* Task to complete:
The records that follow need to be output exactly as they are.

[Pointing dataset excerpts]
----

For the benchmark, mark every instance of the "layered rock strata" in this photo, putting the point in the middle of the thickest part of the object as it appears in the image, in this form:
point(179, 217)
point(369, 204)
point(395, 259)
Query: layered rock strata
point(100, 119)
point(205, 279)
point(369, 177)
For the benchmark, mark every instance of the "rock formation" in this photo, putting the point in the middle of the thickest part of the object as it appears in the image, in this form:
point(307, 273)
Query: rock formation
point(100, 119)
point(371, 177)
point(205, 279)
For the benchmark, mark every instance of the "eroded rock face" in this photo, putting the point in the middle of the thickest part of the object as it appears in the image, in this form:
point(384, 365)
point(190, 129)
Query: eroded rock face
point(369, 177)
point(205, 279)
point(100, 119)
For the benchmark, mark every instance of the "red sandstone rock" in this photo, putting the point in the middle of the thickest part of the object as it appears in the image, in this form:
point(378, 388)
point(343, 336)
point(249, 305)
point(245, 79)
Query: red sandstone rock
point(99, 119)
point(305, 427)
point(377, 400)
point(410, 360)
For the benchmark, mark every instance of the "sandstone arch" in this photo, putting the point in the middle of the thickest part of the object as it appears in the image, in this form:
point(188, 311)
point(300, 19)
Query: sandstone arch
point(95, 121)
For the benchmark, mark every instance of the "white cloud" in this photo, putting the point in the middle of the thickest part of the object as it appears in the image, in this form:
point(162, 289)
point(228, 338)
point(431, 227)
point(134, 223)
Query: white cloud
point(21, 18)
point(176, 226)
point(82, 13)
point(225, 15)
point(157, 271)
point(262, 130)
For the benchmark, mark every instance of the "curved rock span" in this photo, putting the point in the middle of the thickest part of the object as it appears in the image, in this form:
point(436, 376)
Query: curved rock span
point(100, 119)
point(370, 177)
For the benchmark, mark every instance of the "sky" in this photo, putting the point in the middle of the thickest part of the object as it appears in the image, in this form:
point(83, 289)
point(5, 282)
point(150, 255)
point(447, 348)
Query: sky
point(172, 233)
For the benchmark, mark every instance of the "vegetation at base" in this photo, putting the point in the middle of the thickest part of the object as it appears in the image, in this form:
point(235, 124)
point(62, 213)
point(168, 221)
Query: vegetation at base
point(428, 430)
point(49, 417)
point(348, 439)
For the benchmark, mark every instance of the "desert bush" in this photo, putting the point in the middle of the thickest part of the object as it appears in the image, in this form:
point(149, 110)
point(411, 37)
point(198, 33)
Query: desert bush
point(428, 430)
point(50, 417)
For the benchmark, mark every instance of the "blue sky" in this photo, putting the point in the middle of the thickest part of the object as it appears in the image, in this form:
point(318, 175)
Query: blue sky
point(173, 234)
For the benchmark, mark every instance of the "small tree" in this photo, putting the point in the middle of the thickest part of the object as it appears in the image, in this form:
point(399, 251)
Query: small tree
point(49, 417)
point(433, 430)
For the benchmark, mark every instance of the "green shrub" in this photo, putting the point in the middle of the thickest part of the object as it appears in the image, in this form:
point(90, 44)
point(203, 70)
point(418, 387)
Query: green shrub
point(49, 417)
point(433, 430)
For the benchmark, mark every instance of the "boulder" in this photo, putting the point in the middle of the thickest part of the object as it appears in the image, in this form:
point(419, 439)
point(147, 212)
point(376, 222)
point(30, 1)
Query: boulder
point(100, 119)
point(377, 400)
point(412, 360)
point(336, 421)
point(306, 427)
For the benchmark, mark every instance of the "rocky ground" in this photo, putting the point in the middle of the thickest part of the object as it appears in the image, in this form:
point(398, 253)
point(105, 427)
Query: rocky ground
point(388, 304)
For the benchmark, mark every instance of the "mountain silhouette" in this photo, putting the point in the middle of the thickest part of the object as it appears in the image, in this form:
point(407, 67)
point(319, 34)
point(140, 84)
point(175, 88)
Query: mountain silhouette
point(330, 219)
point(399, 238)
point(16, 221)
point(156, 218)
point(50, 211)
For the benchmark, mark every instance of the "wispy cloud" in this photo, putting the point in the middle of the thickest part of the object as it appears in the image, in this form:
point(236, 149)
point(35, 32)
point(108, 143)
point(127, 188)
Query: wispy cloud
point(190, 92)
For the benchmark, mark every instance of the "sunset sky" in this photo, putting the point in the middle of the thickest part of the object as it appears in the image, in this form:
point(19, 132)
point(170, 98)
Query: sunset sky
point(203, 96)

----

* Full answer:
For the benchmark, mark every instance of the "layered rock strata" in this photo, putting the point in the middle of the thickest part of the object as it appears in the image, in this form:
point(179, 217)
point(369, 204)
point(395, 259)
Query: layered rock strata
point(100, 119)
point(205, 279)
point(369, 177)
For the benchmark, mark every instance of the "rock formation" in this photo, putting the point in the middle of the thickest part of the object as it appears in the image, in this form:
point(307, 273)
Query: rock formation
point(100, 119)
point(371, 177)
point(205, 279)
For the benchmark, mark every instance of the "eroded rock face" in this photo, putting the point in the middle of the thickest part of the object as it appears in the image, in this form:
point(384, 365)
point(190, 129)
Query: eroded rock face
point(369, 177)
point(205, 279)
point(100, 119)
For the benchmark, mark every instance of the "red sandstone rock" in this photo, putting the point in the middle of the thickest part of the object as it appears in the image, in this form:
point(378, 388)
point(343, 336)
point(249, 305)
point(245, 79)
Query: red sandstone rock
point(99, 119)
point(305, 427)
point(377, 400)
point(410, 360)
For the benchmark, mark every instance of the "sandstone arch" in this photo, putting the point in the middle of the thickest part of the object as it appears in the image, in this form:
point(188, 311)
point(300, 19)
Query: sandstone arch
point(95, 121)
For the benchmark, mark every instance of the "white cloud" in this photo, putting the point in the middle of the thickest part of the object as it appears in the image, in this form:
point(162, 289)
point(228, 338)
point(431, 227)
point(134, 223)
Query: white cloud
point(21, 18)
point(176, 226)
point(82, 13)
point(225, 15)
point(157, 271)
point(262, 130)
For the benchmark, mark every instance of the "curved rock span" in this photo, putting the point in the middle of the thickest part of the object as it appears in the image, in this form:
point(436, 376)
Query: curved rock span
point(100, 119)
point(370, 177)
For the benchmark, mark every instance of the "sky" in this photo, putting the point in the middle of the thickest part of the object as it appears in the image, in this form:
point(83, 289)
point(5, 282)
point(150, 255)
point(447, 348)
Query: sky
point(172, 233)
For the benchmark, mark every instance of the "vegetation at base" in this photo, putting the point in the middle of the thickest part of the object as it appears in the image, in this form:
point(235, 124)
point(62, 213)
point(168, 221)
Query: vegetation at base
point(428, 430)
point(49, 417)
point(348, 439)
For the benchmark, mark every instance of the "desert bush" in this photo, putting the point in the middle of the thickest part of the object as it appears in the image, in this form:
point(149, 110)
point(411, 37)
point(198, 33)
Query: desert bush
point(428, 430)
point(50, 417)
For the benchmark, mark every instance of the "blue sky" in this photo, putting the point in the middle of the thickest part of the object as it appears in the image, in this form:
point(318, 175)
Query: blue sky
point(173, 234)
For the benchmark, mark every instance of the "small tree" in this photo, putting the point in the middle of the thickest part of the object as it appears in the image, in this form:
point(399, 251)
Query: small tree
point(49, 417)
point(433, 430)
For the benchmark, mark every instance of the "green shrub" in this photo, putting the point in the middle of the thickest part of the object as it appears in the image, in this form:
point(90, 44)
point(203, 70)
point(418, 387)
Query: green shrub
point(49, 417)
point(433, 430)
For the benchmark, mark every instance of the "boulder" in this photo, putting the point in the middle of the thickest part of the object as it appears in the image, in this form:
point(419, 439)
point(147, 212)
point(376, 222)
point(30, 1)
Query: boulder
point(100, 119)
point(377, 400)
point(412, 360)
point(336, 421)
point(306, 427)
For the benchmark, mark every instance of the "rocky ground" in this photo, putting the point in the middle of the thickest part of the object as it appears in the image, in this form:
point(398, 253)
point(105, 427)
Query: rocky ground
point(388, 304)
For the benchmark, mark every instance of the "mountain silhouette" in this photo, putting the point in the middle of the thickest part of the object as it appears in the image, in this form:
point(407, 67)
point(319, 34)
point(140, 84)
point(175, 88)
Query: mountain silhouette
point(330, 219)
point(399, 238)
point(16, 221)
point(156, 218)
point(50, 211)
For the benchmark, mark every instance of the "wispy cloud" in this photo, putting the point in the middle of the thickest part of the object as it appears in the image, in this form:
point(236, 149)
point(35, 32)
point(108, 143)
point(127, 188)
Query: wispy cloud
point(190, 92)
For the benchmark, mark every instance of the "sunset sky" in this photo, putting the point in the middle of the thickest part of the object as it appears in the image, in this form:
point(19, 132)
point(170, 98)
Query: sunset sky
point(203, 96)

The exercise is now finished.